Return every line from the one with "Query: dog's nose" through the one with "compact form (263,267).", inclusive, exactly as it appears below.

++++ Data shown

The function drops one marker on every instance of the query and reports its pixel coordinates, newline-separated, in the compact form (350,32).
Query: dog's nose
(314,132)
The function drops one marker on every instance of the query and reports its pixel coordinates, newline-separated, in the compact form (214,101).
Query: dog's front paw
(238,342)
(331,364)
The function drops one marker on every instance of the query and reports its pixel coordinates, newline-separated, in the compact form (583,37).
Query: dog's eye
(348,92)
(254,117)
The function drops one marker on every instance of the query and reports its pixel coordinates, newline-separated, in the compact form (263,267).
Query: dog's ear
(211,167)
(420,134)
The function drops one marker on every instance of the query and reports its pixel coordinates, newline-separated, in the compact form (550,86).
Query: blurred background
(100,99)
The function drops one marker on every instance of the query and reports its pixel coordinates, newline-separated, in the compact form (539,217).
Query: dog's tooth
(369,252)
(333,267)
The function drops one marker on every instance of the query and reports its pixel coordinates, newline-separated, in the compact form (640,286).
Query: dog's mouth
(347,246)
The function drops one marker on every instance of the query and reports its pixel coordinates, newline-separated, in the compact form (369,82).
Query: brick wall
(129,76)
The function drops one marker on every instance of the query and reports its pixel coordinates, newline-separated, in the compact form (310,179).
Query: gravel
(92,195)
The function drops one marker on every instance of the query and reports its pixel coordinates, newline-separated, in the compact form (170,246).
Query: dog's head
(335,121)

++++++++
++++ Data shown

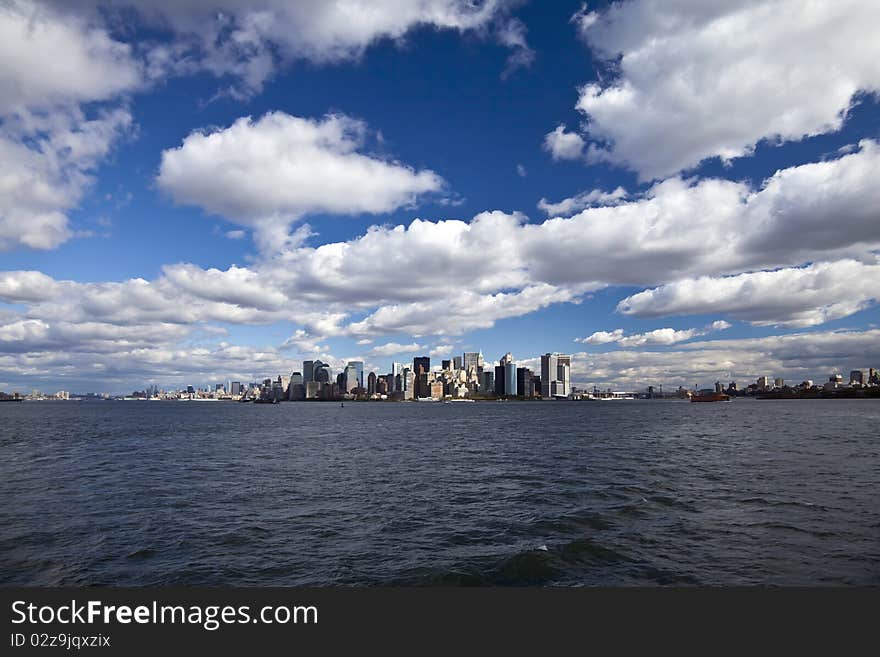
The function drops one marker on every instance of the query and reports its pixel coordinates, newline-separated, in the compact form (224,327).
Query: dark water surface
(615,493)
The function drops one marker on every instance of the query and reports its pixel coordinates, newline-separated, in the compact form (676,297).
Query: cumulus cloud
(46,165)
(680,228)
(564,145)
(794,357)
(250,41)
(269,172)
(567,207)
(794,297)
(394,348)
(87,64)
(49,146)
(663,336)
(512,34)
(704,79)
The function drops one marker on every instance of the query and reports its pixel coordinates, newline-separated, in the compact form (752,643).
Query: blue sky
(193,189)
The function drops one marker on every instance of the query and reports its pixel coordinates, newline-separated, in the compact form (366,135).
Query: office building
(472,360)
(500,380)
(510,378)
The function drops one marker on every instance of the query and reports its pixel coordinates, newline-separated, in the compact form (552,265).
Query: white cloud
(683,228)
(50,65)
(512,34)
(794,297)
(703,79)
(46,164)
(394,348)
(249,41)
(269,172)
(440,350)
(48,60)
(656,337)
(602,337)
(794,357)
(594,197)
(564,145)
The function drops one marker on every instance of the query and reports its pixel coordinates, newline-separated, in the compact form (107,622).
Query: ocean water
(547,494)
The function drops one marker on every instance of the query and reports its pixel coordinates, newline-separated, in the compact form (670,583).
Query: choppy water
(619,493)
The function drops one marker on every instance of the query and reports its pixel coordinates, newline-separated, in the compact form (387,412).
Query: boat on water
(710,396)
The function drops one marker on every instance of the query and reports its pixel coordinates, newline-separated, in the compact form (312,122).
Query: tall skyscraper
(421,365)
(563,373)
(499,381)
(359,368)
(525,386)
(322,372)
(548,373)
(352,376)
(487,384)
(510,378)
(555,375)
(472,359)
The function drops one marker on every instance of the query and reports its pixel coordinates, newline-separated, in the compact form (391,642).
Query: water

++++++++

■ **Response to the task**:
Query: dog's nose
(314,132)
The function drops one marker on every instance of the query and reports its pixel coordinates, newline-separated, in the compact form (214,101).
Query: dog's front paw
(238,342)
(331,364)
The function drops one marker on every instance of the query and reports its pixel coordinates, newline-separated, in the compact form (583,37).
Query: dog's eye
(348,92)
(254,117)
The function drops one marker on every instance of the query and reports its pixel coordinates, newline-separated, in the compact form (263,267).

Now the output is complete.